- Coordinate annotation entries
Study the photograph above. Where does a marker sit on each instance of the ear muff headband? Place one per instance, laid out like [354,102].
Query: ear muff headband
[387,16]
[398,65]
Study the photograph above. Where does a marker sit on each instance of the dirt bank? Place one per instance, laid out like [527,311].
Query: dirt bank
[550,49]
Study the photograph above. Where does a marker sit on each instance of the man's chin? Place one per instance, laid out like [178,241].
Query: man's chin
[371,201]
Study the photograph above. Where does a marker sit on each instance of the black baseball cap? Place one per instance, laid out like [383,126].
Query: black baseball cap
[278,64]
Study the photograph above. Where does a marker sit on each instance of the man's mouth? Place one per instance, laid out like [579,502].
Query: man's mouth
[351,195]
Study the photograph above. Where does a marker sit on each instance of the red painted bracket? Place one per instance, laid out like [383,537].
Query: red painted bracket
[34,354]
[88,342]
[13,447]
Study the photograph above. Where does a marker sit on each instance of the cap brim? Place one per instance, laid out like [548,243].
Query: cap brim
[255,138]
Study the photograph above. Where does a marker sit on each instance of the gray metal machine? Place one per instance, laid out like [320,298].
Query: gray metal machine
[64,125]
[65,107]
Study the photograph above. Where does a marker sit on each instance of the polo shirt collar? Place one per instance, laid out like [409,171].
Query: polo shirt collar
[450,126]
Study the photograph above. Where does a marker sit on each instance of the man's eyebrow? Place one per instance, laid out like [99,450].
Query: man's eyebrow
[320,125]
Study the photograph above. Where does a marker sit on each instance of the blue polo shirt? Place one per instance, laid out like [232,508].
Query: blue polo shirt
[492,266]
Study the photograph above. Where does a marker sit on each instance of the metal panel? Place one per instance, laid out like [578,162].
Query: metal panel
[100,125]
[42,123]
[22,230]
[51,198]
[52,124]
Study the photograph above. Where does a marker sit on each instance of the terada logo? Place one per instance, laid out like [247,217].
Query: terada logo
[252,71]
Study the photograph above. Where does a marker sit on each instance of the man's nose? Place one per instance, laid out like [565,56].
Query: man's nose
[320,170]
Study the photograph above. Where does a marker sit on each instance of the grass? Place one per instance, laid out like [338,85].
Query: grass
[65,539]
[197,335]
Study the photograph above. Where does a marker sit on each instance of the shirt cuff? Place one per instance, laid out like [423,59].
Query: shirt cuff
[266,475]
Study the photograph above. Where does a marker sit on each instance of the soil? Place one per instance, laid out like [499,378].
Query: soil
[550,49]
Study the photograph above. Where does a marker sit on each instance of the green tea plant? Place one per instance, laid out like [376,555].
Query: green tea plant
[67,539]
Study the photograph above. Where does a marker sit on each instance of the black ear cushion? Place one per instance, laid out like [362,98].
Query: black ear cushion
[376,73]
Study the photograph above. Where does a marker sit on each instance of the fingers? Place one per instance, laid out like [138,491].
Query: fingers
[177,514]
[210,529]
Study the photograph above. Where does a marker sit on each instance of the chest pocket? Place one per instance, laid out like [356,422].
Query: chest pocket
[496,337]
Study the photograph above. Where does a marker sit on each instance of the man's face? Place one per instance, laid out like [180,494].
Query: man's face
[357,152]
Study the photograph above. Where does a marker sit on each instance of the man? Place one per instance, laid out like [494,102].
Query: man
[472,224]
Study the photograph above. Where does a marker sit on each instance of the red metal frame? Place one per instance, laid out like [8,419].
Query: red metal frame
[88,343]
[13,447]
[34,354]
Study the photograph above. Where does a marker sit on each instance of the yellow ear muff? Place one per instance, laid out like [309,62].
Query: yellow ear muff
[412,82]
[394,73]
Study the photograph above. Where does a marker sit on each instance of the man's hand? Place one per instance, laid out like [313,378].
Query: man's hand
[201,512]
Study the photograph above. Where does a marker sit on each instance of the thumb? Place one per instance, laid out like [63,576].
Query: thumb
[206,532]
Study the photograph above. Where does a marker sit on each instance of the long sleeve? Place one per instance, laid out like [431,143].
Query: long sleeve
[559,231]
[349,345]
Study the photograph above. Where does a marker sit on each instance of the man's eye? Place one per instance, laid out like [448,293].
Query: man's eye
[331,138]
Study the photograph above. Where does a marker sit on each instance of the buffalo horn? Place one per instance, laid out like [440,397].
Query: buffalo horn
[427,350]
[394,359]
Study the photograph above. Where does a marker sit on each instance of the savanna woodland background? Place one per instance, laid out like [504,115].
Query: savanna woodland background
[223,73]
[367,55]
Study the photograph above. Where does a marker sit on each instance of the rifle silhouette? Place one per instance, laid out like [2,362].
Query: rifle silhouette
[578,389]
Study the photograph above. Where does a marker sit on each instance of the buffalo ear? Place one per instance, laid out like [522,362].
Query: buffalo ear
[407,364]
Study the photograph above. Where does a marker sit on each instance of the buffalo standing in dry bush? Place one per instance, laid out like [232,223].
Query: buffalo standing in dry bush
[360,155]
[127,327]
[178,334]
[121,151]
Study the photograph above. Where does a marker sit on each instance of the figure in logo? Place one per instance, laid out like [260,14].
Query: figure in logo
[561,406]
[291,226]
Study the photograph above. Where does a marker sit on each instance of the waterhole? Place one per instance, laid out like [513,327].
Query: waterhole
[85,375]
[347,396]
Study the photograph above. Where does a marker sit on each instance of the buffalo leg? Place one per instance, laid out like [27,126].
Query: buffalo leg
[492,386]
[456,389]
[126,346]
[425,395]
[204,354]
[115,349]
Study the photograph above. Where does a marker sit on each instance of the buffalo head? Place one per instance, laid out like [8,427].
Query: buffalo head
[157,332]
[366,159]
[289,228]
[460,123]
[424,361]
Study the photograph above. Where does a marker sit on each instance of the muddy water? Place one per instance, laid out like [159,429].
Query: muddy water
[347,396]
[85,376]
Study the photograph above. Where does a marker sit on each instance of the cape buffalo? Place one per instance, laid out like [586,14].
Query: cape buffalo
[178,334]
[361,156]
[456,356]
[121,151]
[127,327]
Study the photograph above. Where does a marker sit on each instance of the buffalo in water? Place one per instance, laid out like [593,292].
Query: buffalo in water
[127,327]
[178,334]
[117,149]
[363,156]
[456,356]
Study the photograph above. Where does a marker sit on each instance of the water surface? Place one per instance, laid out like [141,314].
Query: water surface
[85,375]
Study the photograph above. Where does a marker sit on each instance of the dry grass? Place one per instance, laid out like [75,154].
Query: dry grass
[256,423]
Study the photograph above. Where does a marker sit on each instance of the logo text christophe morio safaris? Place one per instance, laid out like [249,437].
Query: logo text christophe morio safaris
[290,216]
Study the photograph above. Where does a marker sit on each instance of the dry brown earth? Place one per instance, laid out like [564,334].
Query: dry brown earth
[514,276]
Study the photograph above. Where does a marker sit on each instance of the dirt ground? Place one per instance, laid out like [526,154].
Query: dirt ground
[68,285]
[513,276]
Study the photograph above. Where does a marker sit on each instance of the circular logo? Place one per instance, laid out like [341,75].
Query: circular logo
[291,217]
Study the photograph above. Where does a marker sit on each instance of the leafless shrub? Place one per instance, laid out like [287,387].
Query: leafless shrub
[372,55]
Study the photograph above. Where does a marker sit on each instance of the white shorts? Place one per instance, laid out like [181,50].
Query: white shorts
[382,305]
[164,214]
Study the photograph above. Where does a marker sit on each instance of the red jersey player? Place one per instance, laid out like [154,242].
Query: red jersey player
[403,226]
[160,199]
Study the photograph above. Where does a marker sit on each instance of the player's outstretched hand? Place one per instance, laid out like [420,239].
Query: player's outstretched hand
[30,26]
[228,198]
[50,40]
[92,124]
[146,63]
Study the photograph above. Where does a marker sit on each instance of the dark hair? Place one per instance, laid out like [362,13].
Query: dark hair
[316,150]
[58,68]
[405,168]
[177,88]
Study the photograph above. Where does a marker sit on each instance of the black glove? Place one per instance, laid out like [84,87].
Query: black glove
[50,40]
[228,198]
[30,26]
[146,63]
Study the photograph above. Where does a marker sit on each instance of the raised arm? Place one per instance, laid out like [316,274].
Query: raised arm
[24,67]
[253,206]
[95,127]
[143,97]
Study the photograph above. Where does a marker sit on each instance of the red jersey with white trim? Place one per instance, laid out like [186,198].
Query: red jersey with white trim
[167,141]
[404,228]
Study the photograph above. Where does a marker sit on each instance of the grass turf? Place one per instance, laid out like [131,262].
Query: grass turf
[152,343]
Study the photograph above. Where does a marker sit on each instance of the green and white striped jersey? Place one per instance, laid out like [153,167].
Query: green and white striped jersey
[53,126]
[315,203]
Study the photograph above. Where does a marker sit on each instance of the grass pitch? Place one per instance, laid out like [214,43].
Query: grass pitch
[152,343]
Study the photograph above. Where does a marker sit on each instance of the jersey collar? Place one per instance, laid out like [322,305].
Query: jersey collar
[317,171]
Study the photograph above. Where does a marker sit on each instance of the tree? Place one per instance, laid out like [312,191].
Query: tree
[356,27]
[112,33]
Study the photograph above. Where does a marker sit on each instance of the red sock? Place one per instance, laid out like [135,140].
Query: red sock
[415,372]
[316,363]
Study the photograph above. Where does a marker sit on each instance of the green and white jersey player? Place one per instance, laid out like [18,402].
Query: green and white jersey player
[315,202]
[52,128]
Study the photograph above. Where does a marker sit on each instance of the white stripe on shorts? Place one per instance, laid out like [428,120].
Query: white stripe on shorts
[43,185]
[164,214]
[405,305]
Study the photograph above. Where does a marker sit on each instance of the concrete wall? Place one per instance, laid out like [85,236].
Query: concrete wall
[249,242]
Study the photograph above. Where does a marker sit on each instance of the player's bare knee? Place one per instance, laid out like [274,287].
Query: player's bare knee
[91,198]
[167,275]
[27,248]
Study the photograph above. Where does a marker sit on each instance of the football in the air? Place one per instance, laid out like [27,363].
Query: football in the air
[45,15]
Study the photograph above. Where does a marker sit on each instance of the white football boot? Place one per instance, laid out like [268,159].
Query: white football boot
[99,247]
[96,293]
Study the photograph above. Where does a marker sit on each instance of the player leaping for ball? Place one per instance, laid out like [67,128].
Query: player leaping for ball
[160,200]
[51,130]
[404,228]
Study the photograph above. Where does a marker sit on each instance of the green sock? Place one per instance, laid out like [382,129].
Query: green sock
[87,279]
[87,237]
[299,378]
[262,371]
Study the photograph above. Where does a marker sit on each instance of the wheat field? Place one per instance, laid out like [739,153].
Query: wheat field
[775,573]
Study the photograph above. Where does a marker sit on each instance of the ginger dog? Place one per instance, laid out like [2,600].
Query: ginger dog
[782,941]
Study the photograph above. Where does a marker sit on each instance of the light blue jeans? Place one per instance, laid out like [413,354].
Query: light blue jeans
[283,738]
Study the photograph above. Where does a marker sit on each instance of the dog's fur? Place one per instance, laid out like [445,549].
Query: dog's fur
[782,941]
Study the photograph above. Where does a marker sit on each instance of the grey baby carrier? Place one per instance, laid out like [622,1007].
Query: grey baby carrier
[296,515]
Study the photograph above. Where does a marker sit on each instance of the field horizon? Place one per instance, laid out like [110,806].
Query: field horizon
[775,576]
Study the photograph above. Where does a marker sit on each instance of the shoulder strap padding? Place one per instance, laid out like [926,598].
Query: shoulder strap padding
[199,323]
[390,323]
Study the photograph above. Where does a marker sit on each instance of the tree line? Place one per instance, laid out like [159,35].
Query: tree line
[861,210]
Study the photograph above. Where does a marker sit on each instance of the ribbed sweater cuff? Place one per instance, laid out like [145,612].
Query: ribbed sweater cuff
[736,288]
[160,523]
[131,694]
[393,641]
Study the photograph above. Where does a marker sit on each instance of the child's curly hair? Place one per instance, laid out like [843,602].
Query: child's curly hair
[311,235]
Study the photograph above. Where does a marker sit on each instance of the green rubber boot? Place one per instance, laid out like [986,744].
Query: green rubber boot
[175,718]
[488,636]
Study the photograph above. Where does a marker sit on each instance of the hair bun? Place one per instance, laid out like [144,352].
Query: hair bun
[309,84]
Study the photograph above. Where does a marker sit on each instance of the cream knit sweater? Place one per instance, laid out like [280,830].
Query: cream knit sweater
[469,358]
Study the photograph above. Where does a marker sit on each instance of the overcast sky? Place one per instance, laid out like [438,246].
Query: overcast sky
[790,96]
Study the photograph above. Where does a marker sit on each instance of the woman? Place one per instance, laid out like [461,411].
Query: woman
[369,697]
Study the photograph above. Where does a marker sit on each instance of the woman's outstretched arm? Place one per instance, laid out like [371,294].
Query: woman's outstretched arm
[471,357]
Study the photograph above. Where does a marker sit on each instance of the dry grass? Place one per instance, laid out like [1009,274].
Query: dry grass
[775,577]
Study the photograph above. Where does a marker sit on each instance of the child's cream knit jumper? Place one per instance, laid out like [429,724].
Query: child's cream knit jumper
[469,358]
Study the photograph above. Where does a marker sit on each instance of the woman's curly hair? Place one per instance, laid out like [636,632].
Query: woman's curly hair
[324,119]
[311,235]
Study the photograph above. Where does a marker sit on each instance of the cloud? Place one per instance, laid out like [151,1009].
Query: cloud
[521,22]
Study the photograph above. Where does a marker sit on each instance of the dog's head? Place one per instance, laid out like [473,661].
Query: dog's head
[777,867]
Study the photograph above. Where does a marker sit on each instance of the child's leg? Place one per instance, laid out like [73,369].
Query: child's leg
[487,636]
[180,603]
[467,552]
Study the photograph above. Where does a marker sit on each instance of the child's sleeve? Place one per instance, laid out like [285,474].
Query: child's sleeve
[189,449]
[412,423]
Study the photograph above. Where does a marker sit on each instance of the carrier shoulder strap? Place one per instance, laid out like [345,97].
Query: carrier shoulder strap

- Directive
Include both ends. Return the line holding "out like [473,661]." and all lines after it in the records above, exactly as written.

- Correct answer
Study the photograph above. Where does a marker sit on each instance of the dog's head? Place one per instance, laid out like [473,661].
Query: dog's head
[777,867]
Study the photograph above. Where does a marker sit on each instance of the child's leg? Place one per instance, laid out like [73,369].
Query: child's leg
[487,636]
[180,603]
[467,552]
Study the photograph above. Where does a marker sit on each instance of the child's sleeve? Place one per instance, laid out like [285,474].
Query: child's sleeve
[189,449]
[412,423]
Study the photograph above. Where does a marker sit on each instance of the carrier shoulder strap? Place one per instance, laid out like [345,97].
Query: carrier shoulder strap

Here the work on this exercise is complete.